What is needed:
Can you write out every line of the records below again, switching "photo" to "image" and changing nothing else, while leaving the pictures out?

* START *

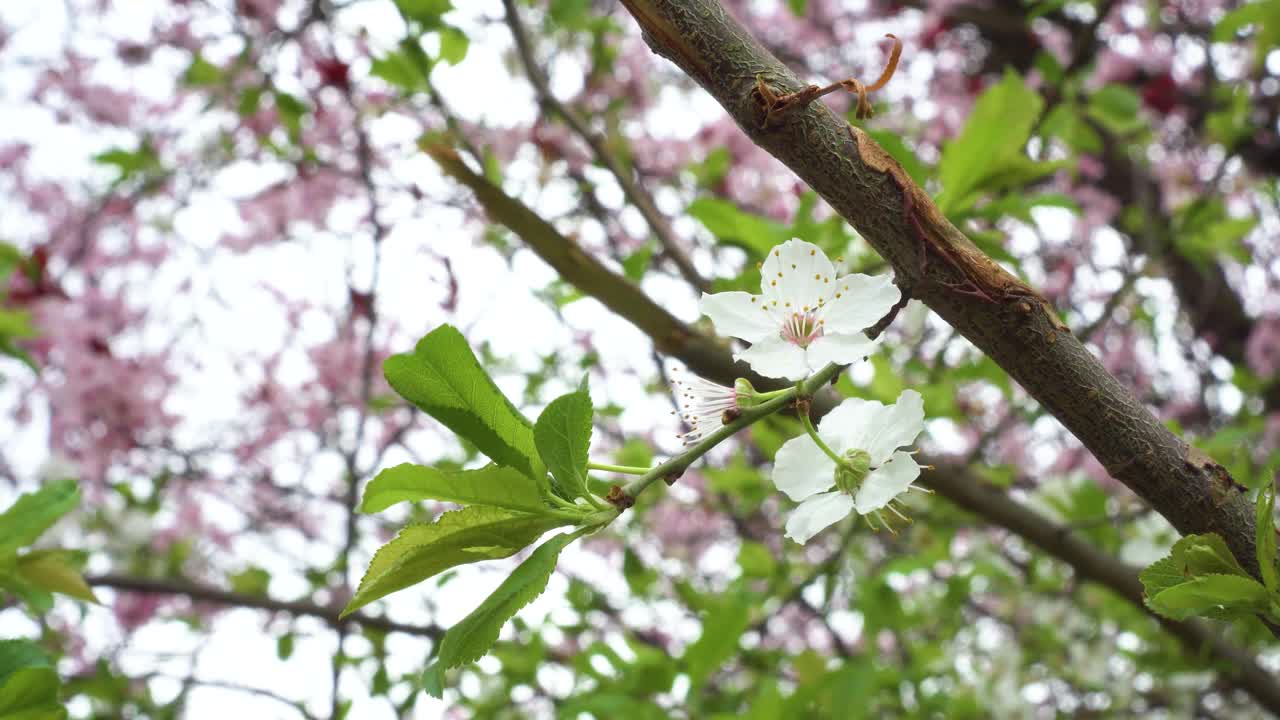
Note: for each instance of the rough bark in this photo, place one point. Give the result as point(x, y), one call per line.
point(713, 360)
point(992, 309)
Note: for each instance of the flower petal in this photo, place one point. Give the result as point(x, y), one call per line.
point(841, 349)
point(849, 424)
point(895, 425)
point(799, 273)
point(862, 301)
point(816, 514)
point(886, 482)
point(880, 429)
point(801, 469)
point(739, 314)
point(776, 358)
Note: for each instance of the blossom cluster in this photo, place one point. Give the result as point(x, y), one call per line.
point(808, 315)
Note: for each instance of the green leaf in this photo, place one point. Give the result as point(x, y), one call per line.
point(28, 686)
point(426, 12)
point(1266, 536)
point(31, 693)
point(251, 580)
point(131, 163)
point(1206, 554)
point(472, 637)
point(1192, 557)
point(1161, 575)
point(284, 646)
point(563, 436)
point(453, 45)
point(400, 71)
point(444, 379)
point(1116, 108)
point(722, 628)
point(735, 227)
point(455, 538)
point(16, 655)
point(1208, 593)
point(201, 73)
point(16, 324)
point(1264, 16)
point(292, 110)
point(992, 139)
point(56, 570)
point(493, 484)
point(33, 513)
point(757, 560)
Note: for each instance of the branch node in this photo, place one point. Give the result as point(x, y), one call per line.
point(620, 499)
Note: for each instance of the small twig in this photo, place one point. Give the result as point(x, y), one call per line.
point(777, 104)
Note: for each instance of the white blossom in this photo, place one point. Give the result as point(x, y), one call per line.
point(703, 404)
point(804, 317)
point(864, 434)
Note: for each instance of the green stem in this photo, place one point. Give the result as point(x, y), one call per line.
point(624, 469)
point(778, 400)
point(818, 441)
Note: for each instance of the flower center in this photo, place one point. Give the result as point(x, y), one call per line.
point(801, 328)
point(851, 470)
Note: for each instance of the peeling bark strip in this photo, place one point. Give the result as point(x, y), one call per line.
point(995, 310)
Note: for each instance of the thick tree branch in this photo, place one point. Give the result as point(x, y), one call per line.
point(995, 310)
point(631, 186)
point(713, 360)
point(993, 506)
point(208, 593)
point(671, 336)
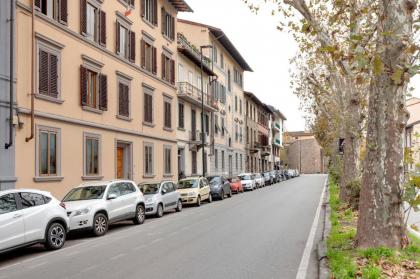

* END *

Output below:
Note: for each instance of the rough bark in this image, place one point. Give the result as point(x, y), one call per line.
point(713, 360)
point(992, 309)
Note: for each instance of the flower petal in this image, place one point. Give the result as point(x, y), one call per line.
point(841, 349)
point(849, 424)
point(895, 425)
point(799, 273)
point(862, 301)
point(816, 514)
point(886, 482)
point(880, 429)
point(801, 469)
point(739, 314)
point(776, 358)
Note: for each instance of the blossom cluster in this image, place one point. Give the result as point(x, y), one call per line.
point(808, 315)
Note: for each instance of the green leaf in this image, place one point. Give the result as point(x, y), one call per line.
point(28, 686)
point(426, 12)
point(1266, 536)
point(31, 693)
point(251, 580)
point(131, 163)
point(1206, 554)
point(472, 637)
point(1192, 557)
point(1161, 575)
point(284, 646)
point(563, 436)
point(453, 45)
point(400, 71)
point(444, 379)
point(1116, 108)
point(722, 628)
point(735, 227)
point(455, 538)
point(16, 655)
point(1208, 593)
point(201, 73)
point(16, 324)
point(1264, 16)
point(292, 110)
point(992, 139)
point(56, 570)
point(493, 484)
point(33, 513)
point(757, 560)
Note: for each instance of the branch node in this image, place one point. Give the result as point(x, y), one call per line.
point(620, 499)
Note: for each instance of the small twig in this image, place one point. Give the result as point(x, y), one call per line.
point(777, 104)
Note: for each instance of the white blossom in this image, place one point. Give the result as point(x, y), one call per line.
point(703, 404)
point(804, 317)
point(864, 434)
Note: for each instance of the green stem in this image, place one point. Give the result as point(x, y), one call per line.
point(624, 469)
point(778, 400)
point(818, 441)
Note: for each instance of the flower center in this image, place one point. Give the result as point(x, y), one call per line.
point(801, 328)
point(851, 470)
Note: for each instance of the peeling bark strip in this image, place one point. Give the result as point(x, y), one call per line.
point(995, 310)
Note: for each instance of the thick tree branch in this image, place one point. Give the result as point(x, y), one call per line.
point(995, 310)
point(631, 186)
point(713, 360)
point(993, 506)
point(208, 593)
point(671, 336)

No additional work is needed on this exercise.